## What the task asks
Reproduce the items below from the line with "Study the image above and locate lamp" up to and including the line with "[341,293,378,314]", keeping the request lines unchanged and adding 86 to every bounding box coordinate in the answers.

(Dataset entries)
---

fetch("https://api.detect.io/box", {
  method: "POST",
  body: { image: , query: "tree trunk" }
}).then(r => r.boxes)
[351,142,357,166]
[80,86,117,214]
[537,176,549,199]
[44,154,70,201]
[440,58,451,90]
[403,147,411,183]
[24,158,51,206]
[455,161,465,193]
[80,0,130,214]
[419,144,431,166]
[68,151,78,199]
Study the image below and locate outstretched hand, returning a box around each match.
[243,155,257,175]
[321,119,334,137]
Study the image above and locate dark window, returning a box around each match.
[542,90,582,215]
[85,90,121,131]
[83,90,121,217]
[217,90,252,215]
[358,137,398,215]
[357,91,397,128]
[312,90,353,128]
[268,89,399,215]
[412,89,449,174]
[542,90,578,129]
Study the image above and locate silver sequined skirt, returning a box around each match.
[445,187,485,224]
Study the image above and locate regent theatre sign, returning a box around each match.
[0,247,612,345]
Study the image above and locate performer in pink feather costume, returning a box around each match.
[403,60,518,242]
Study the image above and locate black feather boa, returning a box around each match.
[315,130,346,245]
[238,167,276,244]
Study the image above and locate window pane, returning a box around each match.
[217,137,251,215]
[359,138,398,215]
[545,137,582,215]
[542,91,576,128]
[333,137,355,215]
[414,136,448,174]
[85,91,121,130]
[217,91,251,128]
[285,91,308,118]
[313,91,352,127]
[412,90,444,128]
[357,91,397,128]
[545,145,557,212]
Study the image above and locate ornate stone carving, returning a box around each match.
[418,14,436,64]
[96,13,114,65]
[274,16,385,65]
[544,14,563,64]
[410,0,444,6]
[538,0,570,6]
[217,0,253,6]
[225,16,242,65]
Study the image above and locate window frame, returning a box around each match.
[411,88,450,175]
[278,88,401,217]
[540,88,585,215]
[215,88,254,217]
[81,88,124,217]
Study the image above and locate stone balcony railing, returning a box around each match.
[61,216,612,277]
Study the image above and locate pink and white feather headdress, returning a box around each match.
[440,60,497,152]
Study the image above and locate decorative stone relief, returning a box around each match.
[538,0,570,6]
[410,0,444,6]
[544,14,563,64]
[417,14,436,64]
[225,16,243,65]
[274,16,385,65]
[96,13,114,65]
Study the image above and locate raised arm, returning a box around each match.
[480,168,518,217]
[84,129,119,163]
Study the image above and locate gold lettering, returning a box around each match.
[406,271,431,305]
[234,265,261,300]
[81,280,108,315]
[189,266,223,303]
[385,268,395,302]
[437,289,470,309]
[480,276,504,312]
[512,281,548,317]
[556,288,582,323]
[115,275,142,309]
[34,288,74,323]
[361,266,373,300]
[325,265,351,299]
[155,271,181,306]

---

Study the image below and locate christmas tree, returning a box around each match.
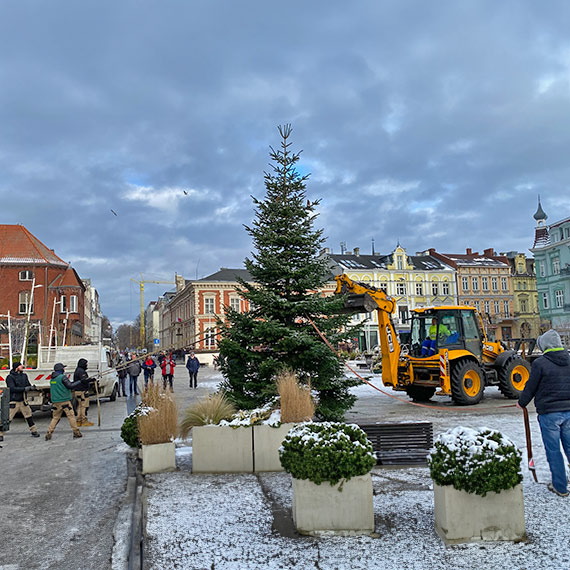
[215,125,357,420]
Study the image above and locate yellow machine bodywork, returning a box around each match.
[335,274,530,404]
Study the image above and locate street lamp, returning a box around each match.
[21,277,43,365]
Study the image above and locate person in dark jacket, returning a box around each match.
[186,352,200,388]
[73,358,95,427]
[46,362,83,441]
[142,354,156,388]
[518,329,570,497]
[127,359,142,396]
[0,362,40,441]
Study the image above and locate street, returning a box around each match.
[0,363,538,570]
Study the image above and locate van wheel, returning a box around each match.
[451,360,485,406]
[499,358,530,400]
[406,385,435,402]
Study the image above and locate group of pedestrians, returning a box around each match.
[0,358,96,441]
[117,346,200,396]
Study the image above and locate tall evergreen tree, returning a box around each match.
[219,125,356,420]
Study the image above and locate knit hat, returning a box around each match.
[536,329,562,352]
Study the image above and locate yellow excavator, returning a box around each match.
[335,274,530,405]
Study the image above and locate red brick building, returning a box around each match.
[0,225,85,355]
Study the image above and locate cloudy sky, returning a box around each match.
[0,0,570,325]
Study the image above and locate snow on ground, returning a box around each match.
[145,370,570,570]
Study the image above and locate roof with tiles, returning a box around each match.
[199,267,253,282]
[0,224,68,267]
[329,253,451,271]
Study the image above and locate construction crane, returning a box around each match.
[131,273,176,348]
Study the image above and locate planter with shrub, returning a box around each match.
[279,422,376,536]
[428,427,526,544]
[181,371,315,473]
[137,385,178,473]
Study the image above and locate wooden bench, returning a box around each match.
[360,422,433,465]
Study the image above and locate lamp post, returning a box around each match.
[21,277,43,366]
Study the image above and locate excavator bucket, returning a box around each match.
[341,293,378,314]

---

## Response to the exercise
Study the image above and locate lamp post, returning a box around each match.
[107,363,129,452]
Study the image above and locate excavator bucket, returning a box around each match.
[427,379,464,400]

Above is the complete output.